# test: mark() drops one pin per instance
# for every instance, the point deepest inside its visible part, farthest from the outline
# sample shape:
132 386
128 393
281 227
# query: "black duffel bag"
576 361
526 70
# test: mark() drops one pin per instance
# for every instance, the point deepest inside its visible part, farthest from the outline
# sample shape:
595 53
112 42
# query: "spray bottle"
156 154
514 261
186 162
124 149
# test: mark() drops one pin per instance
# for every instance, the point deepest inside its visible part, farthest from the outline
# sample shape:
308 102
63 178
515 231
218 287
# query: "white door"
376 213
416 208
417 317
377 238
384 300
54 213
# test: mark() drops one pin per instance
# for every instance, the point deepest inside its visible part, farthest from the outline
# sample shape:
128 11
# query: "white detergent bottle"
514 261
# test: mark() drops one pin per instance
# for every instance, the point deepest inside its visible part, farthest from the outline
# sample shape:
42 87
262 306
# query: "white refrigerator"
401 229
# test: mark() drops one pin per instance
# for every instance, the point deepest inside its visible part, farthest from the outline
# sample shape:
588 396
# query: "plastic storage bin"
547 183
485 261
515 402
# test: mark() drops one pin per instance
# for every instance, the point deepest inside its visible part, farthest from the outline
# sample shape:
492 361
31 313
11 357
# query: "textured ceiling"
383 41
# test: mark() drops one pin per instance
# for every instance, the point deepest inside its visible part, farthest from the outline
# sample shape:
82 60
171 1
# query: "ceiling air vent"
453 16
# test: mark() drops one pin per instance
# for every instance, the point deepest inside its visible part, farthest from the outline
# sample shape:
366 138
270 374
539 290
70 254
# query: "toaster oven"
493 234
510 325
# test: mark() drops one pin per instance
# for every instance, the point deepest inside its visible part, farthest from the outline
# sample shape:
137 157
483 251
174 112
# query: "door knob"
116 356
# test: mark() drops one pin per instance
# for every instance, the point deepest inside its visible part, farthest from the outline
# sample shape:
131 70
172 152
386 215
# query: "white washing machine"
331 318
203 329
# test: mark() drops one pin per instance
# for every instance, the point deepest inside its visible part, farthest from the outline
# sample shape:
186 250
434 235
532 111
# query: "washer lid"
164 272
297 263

━━━━━━

EXERCISE INSTRUCTIONS: When you write out the listing, keep every line exactly as it is above.

ANSWER TO THE EXERCISE:
# test: mark() drops one pin per instance
# for every instance, the point deepest inside its visible part, farthest from the outline
# sample shape:
132 386
128 393
281 227
# query: "black duffel bag"
576 361
526 70
# test: mark() drops one pin per instance
# for every instance, the point deepest inside its visible part, farthest from the outline
# sample shape:
595 53
112 42
# query: "spray bottle"
156 154
514 261
186 162
124 149
# test: mark() drops one pin per instance
# for every instance, the point deepest inside its visible part, farthest from the outline
# sample shape:
308 102
63 178
515 231
218 287
# query: "white door"
376 213
416 208
417 317
377 238
384 300
54 213
# test: mark() drops one pin per instance
# for every instance, the point deepest inside its visible part, farthest from the outline
# sample shape:
128 11
# query: "white detergent bottle"
514 261
# test: mark() drops one pin per instance
# for every instance, the point deepest inside its visible part, farthest from the outline
# sample shape:
42 87
262 306
# query: "white refrigerator"
401 229
# test: mark() drops one pin per instance
# for every instance, the point deepest inside its visible part, farthest from the outline
# sample shape:
588 396
# query: "plastic storage bin"
547 183
485 261
515 402
# test: mark() drops one pin per instance
# for every instance, the point deepest inside its visible part, farthest from the outline
# sample shape:
492 361
31 313
11 357
# query: "textured ceiling"
383 41
# test: mark() drops one pin per instance
# for every instance, the point deepest inside its visible part, farthest from the outline
# sample shape:
82 60
171 1
# query: "ceiling air vent"
453 16
# test: mark() drops one pin per instance
# for every instance, the point deepest inside its visible part, farthest from the outline
# sample shape:
366 138
270 374
539 290
70 254
# query: "toaster oven"
493 234
510 325
# test: mark() drops one pin per instance
# for every instance, the point deepest inside its visible part, farthest from the outline
# sample shape:
137 157
483 251
174 112
# query: "door knob"
116 356
# test: mark() drops one pin per instance
# for every instance, the point deepest inside its visible part, farthest from the outline
# sample shape:
131 70
172 152
386 215
# query: "white washing machine"
331 318
203 329
# test: mark() drops one pin per instance
# for every instance, the point deepest inside its visible part, farthest from the outline
# sample shape:
186 250
434 235
532 111
# query: "washer lid"
164 272
297 263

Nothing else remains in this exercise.